* [What is needed]: Which lines in the records below contain the string "query"? Display every such line, treating uppercase and lowercase as different.
** begin Listed entries **
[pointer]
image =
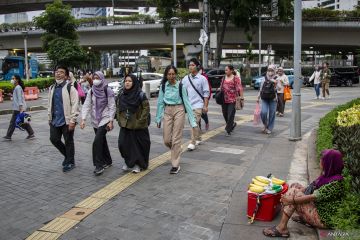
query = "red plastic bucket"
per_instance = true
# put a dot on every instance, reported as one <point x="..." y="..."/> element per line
<point x="269" y="205"/>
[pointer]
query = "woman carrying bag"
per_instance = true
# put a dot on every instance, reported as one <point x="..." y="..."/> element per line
<point x="133" y="117"/>
<point x="230" y="97"/>
<point x="172" y="105"/>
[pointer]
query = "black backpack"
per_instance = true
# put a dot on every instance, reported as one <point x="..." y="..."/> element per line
<point x="268" y="91"/>
<point x="180" y="92"/>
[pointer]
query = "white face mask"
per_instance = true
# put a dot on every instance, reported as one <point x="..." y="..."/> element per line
<point x="97" y="82"/>
<point x="59" y="81"/>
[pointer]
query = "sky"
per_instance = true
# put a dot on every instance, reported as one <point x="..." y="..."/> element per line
<point x="30" y="15"/>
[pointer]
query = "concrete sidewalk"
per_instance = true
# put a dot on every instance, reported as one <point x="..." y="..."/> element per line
<point x="206" y="200"/>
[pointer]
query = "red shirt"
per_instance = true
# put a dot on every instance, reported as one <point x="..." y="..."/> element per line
<point x="231" y="89"/>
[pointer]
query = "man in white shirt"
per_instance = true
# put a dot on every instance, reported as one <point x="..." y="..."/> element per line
<point x="198" y="92"/>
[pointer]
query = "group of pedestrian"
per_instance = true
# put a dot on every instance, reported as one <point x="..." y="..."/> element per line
<point x="321" y="78"/>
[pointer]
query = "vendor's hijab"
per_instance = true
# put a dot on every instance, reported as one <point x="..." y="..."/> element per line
<point x="131" y="98"/>
<point x="100" y="96"/>
<point x="332" y="167"/>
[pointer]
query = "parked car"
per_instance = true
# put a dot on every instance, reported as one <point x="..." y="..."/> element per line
<point x="215" y="76"/>
<point x="256" y="81"/>
<point x="46" y="74"/>
<point x="153" y="78"/>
** end Listed entries **
* [Finished exercise]:
query = "red plastic bucket"
query = "woman carrying bag"
query = "black backpack"
query = "white face mask"
query = "sky"
query = "concrete sidewalk"
query = "red shirt"
query = "man in white shirt"
query = "group of pedestrian"
query = "vendor's hijab"
query = "parked car"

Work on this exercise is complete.